- Record excerpts -
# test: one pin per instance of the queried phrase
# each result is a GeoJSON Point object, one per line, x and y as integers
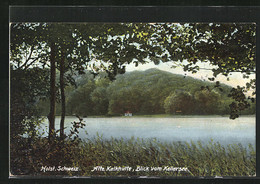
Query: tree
{"type": "Point", "coordinates": [207, 101]}
{"type": "Point", "coordinates": [179, 102]}
{"type": "Point", "coordinates": [228, 48]}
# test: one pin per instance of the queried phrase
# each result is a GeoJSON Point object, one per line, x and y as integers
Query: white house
{"type": "Point", "coordinates": [128, 113]}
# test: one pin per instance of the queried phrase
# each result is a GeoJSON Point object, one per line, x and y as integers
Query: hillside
{"type": "Point", "coordinates": [145, 92]}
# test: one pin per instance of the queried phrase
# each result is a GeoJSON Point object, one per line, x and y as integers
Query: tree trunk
{"type": "Point", "coordinates": [51, 115]}
{"type": "Point", "coordinates": [62, 86]}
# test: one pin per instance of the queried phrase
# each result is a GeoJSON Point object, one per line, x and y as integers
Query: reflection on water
{"type": "Point", "coordinates": [203, 128]}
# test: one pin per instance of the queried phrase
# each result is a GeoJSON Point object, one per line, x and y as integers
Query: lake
{"type": "Point", "coordinates": [167, 129]}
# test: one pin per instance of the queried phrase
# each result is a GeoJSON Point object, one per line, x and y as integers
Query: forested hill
{"type": "Point", "coordinates": [145, 92]}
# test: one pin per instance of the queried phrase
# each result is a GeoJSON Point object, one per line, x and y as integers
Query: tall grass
{"type": "Point", "coordinates": [211, 159]}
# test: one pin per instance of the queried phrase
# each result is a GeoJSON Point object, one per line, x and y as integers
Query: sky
{"type": "Point", "coordinates": [235, 79]}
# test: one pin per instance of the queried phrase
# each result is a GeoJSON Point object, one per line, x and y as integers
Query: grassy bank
{"type": "Point", "coordinates": [200, 160]}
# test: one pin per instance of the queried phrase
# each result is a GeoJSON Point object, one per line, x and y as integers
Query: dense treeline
{"type": "Point", "coordinates": [145, 92]}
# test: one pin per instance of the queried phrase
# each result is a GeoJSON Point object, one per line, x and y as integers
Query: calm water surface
{"type": "Point", "coordinates": [203, 128]}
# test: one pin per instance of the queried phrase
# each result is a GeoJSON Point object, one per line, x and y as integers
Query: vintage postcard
{"type": "Point", "coordinates": [132, 99]}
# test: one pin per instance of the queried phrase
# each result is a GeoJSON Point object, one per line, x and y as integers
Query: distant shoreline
{"type": "Point", "coordinates": [160, 116]}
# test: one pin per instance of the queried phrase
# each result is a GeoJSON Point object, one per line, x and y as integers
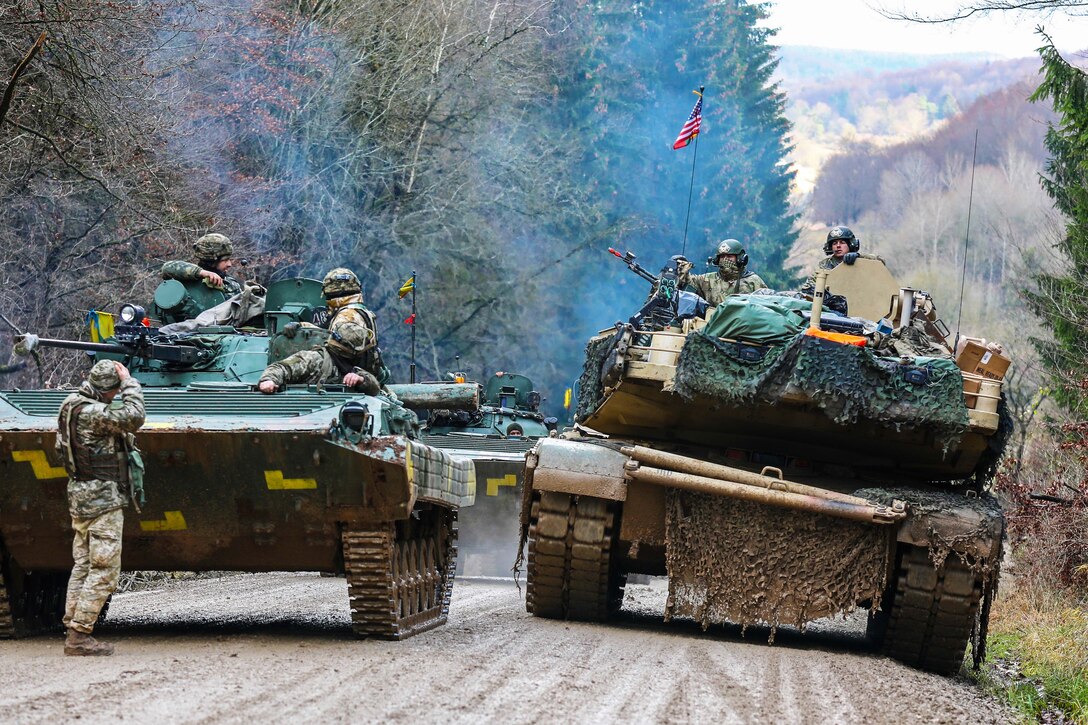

- Work required -
Locate and copy every line in the records above that contains the string "water". Matching is case-sensitive.

- Correct result -
Query: reflection on water
Query: calm water surface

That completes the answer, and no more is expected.